What to do: Skip every line before the one containing "find asphalt road", then copy that line and the rest of the entries below exactly, through the last line.

Data lines:

— BEGIN —

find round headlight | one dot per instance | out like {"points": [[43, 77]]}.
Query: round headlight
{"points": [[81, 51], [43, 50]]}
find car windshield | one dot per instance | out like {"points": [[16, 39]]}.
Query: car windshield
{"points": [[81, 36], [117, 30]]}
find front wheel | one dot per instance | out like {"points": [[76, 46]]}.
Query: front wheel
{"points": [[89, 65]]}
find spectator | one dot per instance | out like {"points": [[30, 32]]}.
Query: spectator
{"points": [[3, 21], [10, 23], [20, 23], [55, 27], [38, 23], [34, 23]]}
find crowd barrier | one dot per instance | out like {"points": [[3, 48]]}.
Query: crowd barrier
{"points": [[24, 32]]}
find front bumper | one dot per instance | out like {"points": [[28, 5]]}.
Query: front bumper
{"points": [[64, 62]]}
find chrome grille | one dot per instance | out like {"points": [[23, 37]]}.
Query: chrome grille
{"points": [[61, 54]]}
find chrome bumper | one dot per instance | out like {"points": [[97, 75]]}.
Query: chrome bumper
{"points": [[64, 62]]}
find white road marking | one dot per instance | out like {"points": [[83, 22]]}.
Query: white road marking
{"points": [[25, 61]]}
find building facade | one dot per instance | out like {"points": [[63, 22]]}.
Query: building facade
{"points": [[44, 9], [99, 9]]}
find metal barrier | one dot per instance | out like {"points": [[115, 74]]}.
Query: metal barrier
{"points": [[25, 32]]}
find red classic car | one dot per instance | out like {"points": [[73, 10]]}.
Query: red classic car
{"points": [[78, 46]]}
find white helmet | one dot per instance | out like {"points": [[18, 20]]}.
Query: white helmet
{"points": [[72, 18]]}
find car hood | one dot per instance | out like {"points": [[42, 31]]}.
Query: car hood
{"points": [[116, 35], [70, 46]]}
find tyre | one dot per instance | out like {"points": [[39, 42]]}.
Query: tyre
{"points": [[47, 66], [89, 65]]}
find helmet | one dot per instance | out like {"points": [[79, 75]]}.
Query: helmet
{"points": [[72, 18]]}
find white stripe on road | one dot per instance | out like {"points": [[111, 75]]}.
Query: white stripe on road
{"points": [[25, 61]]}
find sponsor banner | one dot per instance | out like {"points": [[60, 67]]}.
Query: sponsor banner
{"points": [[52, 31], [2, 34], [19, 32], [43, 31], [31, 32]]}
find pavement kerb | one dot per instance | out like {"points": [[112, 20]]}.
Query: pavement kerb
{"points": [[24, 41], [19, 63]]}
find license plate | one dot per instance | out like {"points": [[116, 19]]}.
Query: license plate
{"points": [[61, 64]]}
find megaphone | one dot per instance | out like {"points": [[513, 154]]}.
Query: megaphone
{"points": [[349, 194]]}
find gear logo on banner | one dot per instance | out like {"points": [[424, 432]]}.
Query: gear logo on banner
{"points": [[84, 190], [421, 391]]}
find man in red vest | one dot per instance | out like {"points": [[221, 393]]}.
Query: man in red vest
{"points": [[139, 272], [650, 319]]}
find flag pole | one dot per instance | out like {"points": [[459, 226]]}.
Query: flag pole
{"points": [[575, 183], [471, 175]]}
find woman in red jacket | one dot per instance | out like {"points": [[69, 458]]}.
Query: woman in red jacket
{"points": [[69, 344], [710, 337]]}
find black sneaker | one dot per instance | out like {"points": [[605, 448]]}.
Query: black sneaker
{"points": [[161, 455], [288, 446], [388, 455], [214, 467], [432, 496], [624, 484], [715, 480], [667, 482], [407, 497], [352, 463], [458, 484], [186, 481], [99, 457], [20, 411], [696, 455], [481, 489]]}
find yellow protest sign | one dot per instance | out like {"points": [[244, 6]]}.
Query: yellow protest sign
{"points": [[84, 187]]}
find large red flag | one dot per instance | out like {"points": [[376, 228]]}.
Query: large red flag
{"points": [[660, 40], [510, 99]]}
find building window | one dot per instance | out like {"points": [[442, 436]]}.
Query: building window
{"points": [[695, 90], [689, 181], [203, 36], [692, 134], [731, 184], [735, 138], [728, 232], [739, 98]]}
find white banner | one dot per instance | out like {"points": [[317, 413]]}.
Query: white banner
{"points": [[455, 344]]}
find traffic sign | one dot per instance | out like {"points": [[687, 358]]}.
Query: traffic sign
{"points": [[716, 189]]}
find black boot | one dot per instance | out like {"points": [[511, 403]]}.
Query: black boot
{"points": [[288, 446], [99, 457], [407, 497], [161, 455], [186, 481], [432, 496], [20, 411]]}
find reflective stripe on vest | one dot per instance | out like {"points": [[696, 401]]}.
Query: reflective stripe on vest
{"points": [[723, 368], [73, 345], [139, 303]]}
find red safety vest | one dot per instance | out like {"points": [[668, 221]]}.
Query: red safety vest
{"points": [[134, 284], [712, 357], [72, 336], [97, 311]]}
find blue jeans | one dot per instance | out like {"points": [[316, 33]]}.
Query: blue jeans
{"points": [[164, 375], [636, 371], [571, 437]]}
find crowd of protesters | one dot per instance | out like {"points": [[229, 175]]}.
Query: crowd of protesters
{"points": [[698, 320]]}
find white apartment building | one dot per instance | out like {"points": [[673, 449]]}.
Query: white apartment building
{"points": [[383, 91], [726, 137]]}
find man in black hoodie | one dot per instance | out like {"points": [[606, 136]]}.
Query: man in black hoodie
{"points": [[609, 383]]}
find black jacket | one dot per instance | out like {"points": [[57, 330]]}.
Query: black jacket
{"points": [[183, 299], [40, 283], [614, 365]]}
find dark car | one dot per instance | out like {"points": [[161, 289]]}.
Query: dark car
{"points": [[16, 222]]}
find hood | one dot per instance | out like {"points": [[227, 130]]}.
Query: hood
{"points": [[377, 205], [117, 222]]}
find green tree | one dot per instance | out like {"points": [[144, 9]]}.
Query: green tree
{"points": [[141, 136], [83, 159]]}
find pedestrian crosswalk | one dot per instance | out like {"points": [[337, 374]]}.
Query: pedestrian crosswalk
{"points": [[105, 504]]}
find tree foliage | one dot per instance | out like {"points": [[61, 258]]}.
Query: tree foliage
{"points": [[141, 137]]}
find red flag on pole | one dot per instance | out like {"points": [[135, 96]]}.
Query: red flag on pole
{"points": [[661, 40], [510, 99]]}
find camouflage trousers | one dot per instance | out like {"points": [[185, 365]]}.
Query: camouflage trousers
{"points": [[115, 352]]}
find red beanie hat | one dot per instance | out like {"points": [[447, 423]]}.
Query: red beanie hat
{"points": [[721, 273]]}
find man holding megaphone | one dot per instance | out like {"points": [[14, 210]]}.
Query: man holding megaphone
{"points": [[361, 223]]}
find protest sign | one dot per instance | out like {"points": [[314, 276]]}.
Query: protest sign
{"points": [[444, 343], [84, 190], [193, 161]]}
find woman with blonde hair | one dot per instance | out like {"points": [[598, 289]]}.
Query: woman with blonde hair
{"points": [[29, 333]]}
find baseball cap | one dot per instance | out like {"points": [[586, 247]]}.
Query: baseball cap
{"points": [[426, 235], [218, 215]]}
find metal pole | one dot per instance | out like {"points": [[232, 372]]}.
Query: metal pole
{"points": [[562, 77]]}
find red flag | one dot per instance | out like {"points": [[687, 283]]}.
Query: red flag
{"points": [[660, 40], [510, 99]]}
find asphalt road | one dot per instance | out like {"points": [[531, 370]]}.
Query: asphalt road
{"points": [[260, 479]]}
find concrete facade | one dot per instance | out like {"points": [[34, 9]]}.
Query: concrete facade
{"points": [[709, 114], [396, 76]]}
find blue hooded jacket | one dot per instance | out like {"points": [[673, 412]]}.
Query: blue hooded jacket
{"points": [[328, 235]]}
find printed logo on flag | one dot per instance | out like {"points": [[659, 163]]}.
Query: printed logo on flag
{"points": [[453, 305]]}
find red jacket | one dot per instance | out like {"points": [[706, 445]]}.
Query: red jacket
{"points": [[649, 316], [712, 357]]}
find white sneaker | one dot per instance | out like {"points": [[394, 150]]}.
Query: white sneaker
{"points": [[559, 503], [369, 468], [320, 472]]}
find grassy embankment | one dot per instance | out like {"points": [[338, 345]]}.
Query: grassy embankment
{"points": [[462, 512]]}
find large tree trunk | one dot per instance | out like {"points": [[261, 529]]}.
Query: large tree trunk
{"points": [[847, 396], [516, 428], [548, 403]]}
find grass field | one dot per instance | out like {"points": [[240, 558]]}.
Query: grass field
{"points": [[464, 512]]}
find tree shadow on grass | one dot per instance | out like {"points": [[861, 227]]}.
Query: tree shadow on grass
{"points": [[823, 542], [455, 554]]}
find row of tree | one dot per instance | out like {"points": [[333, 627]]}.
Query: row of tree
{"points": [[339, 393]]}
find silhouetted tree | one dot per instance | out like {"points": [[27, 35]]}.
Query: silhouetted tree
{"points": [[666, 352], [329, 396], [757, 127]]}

— END —

Task output:
find asphalt road | one dot per instance | out like {"points": [[531, 370]]}.
Query: asphalt road
{"points": [[260, 479]]}
find concrete facade | one dot per instance | out like {"points": [[34, 9]]}.
Query: concrete facade
{"points": [[709, 114], [396, 76]]}
find blue hooded jacket | one dot per instance | out like {"points": [[673, 412]]}.
Query: blue hooded jacket
{"points": [[328, 235]]}
find printed logo on flag | one dot per instance | out like {"points": [[659, 163]]}.
Query: printed logo on flag
{"points": [[453, 305]]}
find red jacket | one dot per instance | out like {"points": [[706, 445]]}.
Query: red jacket
{"points": [[649, 316], [712, 357]]}
find white sneaker | one dot per instance | out like {"points": [[394, 150]]}.
Query: white sneaker
{"points": [[559, 503], [369, 468], [320, 472]]}
find grassy embankment | one dot per instance | out like {"points": [[338, 345]]}.
Query: grassy embankment
{"points": [[462, 512]]}
find large tree trunk | one dot per instance | out like {"points": [[261, 529]]}.
Query: large tree trunk
{"points": [[847, 396], [516, 428], [548, 403]]}
find grass field | one dot per instance | out like {"points": [[240, 558]]}.
Query: grass field
{"points": [[464, 512]]}
find tree shadow on grass | one dot per instance | out like {"points": [[861, 227]]}.
Query: tree shadow on grass
{"points": [[823, 542], [455, 554]]}
find row of tree | one dot per instance | out like {"points": [[333, 627]]}.
Query: row of tree
{"points": [[339, 393]]}
find silhouetted tree | one dot per instance | out like {"points": [[27, 35]]}.
Query: silhouetted tree
{"points": [[666, 352], [329, 396], [757, 127]]}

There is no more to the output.